**GIVEN ENTRIES:**
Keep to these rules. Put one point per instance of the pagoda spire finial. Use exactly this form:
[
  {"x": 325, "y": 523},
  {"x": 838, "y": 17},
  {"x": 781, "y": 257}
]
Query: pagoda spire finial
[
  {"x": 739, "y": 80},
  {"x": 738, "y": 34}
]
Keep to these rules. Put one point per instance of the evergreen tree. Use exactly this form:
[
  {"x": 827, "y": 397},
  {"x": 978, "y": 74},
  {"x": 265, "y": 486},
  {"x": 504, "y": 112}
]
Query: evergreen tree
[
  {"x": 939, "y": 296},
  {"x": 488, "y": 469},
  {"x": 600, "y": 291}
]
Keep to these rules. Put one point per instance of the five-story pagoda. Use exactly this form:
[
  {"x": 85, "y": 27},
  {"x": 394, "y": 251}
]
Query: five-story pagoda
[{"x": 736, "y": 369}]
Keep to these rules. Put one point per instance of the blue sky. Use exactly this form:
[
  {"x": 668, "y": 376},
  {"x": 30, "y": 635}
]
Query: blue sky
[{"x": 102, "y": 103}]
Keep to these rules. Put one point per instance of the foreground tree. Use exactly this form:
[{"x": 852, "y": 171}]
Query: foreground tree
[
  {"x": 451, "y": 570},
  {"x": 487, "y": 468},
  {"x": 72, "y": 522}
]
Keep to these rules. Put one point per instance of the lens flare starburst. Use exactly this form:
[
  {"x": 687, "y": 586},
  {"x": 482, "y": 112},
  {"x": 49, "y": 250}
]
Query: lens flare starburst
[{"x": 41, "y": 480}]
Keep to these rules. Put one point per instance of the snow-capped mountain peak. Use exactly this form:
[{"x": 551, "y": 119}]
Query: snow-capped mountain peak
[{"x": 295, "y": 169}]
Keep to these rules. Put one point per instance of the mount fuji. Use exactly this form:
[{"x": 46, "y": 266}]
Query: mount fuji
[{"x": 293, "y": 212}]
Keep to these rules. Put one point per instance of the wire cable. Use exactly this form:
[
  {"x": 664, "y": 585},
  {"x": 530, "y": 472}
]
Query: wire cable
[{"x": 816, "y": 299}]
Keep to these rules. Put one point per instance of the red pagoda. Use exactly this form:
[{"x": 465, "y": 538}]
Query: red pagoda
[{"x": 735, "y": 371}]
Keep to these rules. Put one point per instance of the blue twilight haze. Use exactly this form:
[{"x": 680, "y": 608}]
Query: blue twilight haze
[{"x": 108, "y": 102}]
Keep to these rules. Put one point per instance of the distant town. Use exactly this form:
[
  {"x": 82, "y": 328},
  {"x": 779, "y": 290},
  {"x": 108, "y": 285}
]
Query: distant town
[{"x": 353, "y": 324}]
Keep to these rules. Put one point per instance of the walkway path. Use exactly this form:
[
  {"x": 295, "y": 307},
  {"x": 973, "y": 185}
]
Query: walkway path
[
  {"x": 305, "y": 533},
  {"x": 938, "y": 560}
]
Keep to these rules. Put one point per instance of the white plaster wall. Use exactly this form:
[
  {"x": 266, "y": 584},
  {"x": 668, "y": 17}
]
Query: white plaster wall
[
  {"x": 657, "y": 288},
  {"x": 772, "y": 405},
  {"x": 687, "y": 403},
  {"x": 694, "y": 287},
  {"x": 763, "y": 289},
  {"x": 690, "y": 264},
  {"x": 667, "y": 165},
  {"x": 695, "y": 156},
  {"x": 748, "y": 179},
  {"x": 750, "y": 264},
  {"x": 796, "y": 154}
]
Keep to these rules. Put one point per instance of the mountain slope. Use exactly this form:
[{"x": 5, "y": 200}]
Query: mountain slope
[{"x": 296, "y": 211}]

**WHAT IS REQUIRED:**
Reproduce every one of the records above, renaming "Query" to "Target" wherever it occurs and keeping all other text unchanged.

**FINISHED ANSWER:**
Keep to these rules. Put one point per instance of the pagoda spire finial. Use exactly this form:
[
  {"x": 325, "y": 523},
  {"x": 838, "y": 17},
  {"x": 781, "y": 257}
]
Target: pagoda spire finial
[
  {"x": 739, "y": 80},
  {"x": 738, "y": 34}
]
Keep to these rules. Put one point per instance of the evergreen tree. Use exactly this form:
[
  {"x": 827, "y": 397},
  {"x": 978, "y": 74},
  {"x": 265, "y": 486},
  {"x": 504, "y": 112}
]
Target: evergreen tree
[
  {"x": 939, "y": 296},
  {"x": 488, "y": 469},
  {"x": 600, "y": 291}
]
Keep to these rules. Put one point per instance of the five-story pagoda. Use exactly this form:
[
  {"x": 85, "y": 27},
  {"x": 394, "y": 251}
]
Target: five-story pagoda
[{"x": 736, "y": 369}]
Keep to these rules. Put one point per instance of the blue sky. Use exactly this form:
[
  {"x": 668, "y": 376},
  {"x": 30, "y": 635}
]
Target: blue sky
[{"x": 102, "y": 103}]
Keep to these rules. Put one point per instance of the foreground tree. Use exactly this form:
[{"x": 852, "y": 171}]
Target: foreground tree
[
  {"x": 451, "y": 570},
  {"x": 487, "y": 468},
  {"x": 72, "y": 522}
]
Keep to these rules. Put one point per instance of the lens flare starburst. Use exactly this form:
[
  {"x": 687, "y": 586},
  {"x": 482, "y": 112},
  {"x": 49, "y": 250}
]
Target: lens flare starburst
[{"x": 41, "y": 480}]
Keep to these rules. Put one point per instance of the snow-capped mountain peak. Use exactly this form:
[{"x": 551, "y": 119}]
Target: snow-capped mountain peak
[{"x": 295, "y": 169}]
Keep to these rules. Put one point per instance of the mount fuji. Use exactly this form:
[{"x": 46, "y": 266}]
Target: mount fuji
[{"x": 293, "y": 212}]
Keep to these rules. Put one point per instance of the wire cable. Use exactly this form:
[
  {"x": 664, "y": 585},
  {"x": 530, "y": 472}
]
Target: wire cable
[{"x": 816, "y": 299}]
Keep to these rules. Put one point per instance of the red pagoda. Use exactly this form:
[{"x": 465, "y": 538}]
Target: red pagoda
[{"x": 735, "y": 371}]
Keep to these rules. Put one point per instance of the blue twilight haze. Use exactly this form:
[{"x": 680, "y": 608}]
Target: blue twilight haze
[{"x": 108, "y": 102}]
Keep to these rules. Put one point per instance of the distant town. Use exactly this form:
[
  {"x": 82, "y": 328},
  {"x": 779, "y": 290},
  {"x": 108, "y": 285}
]
Target: distant town
[{"x": 353, "y": 324}]
Keep to these rules. Put one point per instance of the walkway path. Use exactly this form:
[
  {"x": 295, "y": 307},
  {"x": 973, "y": 185}
]
Target: walkway path
[
  {"x": 305, "y": 533},
  {"x": 938, "y": 560}
]
Keep to these rules. Put one point per instance of the white plaster wall. Use exactly this form:
[
  {"x": 266, "y": 584},
  {"x": 668, "y": 17}
]
Target: white plaster wall
[
  {"x": 657, "y": 288},
  {"x": 772, "y": 405},
  {"x": 687, "y": 403},
  {"x": 694, "y": 287},
  {"x": 763, "y": 289},
  {"x": 690, "y": 264},
  {"x": 667, "y": 165},
  {"x": 695, "y": 156},
  {"x": 748, "y": 179},
  {"x": 750, "y": 264},
  {"x": 796, "y": 154}
]
Keep to these rules. Put one point per instance of the mountain slope. Use exactly this form:
[{"x": 5, "y": 200}]
Target: mountain slope
[{"x": 296, "y": 211}]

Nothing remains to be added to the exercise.